■ Assignment ■
Extract the stretch of the article on the NZ-Fiji business bubble from "Manager of trade" through "range of industries.", copying it word for word.

NZ-Fiji business bubble could ease Pacific pain
Opening a ‘business bubble’ between Fiji and New Zealand would be a positive initial step to help relieve hardships in the Pacific, according to a business leader.
Manager of trade and investment for the Fiji Trade Commission, Peter Rudd, said opening up trade channels would have a positive impact on the struggling Fijian economy hard hit by the loss of international tourism.
“A business bubble could definitely be workable with the right processes in place.”
Many large Kiwi companies operated in the island nation including Fulton Hogan and Fletcher Construction, some of this in tourism developments and infrastructure projects like bridge works.
“Business travel represents 15 percent of traffic, a lot of it is repeat visits and it’s a two-way street between New Zealand and Fiji.”
The Fiji Trade Commission to New Zealand is part of the Fijian Ministry of Commerce, Trade, Tourism and Transport and deals with trade and investment across all sectors in Fiji. The island nation is the hub of the Pacific region for a range of industries.
“During the pandemic we supported investments in sectors including agriculture, ICT, education, construction and infrastructure, Audio Visual such as Film & TV and manufacturing. As borders are closed and Covid has been eliminated in Fiji, many investors are eager to return to Fiji and continue their operations.”
Fiji is New Zealand’s largest Pacific Island trading partner, with a growing number of Kiwis travelling there, he said.
Fiji has not had any new cases of Covid-19 for two months, after quickly shutting down those that did appear back in March. There have been no deaths and a total of 18 cases recorded.

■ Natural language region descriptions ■
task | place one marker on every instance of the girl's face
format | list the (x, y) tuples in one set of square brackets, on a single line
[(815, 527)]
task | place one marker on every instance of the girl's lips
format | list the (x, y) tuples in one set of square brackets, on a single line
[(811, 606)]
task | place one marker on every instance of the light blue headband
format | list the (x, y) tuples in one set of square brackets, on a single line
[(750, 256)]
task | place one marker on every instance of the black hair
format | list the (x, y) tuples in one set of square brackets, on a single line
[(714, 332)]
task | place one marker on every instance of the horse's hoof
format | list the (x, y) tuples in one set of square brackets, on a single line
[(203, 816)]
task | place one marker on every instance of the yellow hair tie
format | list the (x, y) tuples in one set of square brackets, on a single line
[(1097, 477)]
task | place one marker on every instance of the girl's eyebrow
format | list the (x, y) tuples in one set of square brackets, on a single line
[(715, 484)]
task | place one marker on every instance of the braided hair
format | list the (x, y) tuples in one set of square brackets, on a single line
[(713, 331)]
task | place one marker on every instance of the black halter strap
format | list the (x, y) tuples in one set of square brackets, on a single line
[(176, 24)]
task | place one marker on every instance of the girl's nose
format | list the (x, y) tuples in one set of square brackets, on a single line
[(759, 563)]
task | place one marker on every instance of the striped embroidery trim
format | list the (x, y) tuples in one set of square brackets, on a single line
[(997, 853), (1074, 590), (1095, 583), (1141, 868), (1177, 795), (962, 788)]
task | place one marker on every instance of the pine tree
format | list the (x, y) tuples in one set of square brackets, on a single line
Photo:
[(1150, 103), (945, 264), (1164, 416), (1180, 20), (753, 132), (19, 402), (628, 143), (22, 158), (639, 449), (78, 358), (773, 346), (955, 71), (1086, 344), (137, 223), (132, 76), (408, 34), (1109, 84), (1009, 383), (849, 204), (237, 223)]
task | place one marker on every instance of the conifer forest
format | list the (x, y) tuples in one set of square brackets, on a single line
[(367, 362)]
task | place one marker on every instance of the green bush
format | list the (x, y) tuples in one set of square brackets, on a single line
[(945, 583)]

■ Exercise answer ■
Manager of trade and investment for the Fiji Trade Commission, Peter Rudd, said opening up trade channels would have a positive impact on the struggling Fijian economy hard hit by the loss of international tourism.
“A business bubble could definitely be workable with the right processes in place.”
Many large Kiwi companies operated in the island nation including Fulton Hogan and Fletcher Construction, some of this in tourism developments and infrastructure projects like bridge works.
“Business travel represents 15 percent of traffic, a lot of it is repeat visits and it’s a two-way street between New Zealand and Fiji.”
The Fiji Trade Commission to New Zealand is part of the Fijian Ministry of Commerce, Trade, Tourism and Transport and deals with trade and investment across all sectors in Fiji. The island nation is the hub of the Pacific region for a range of industries.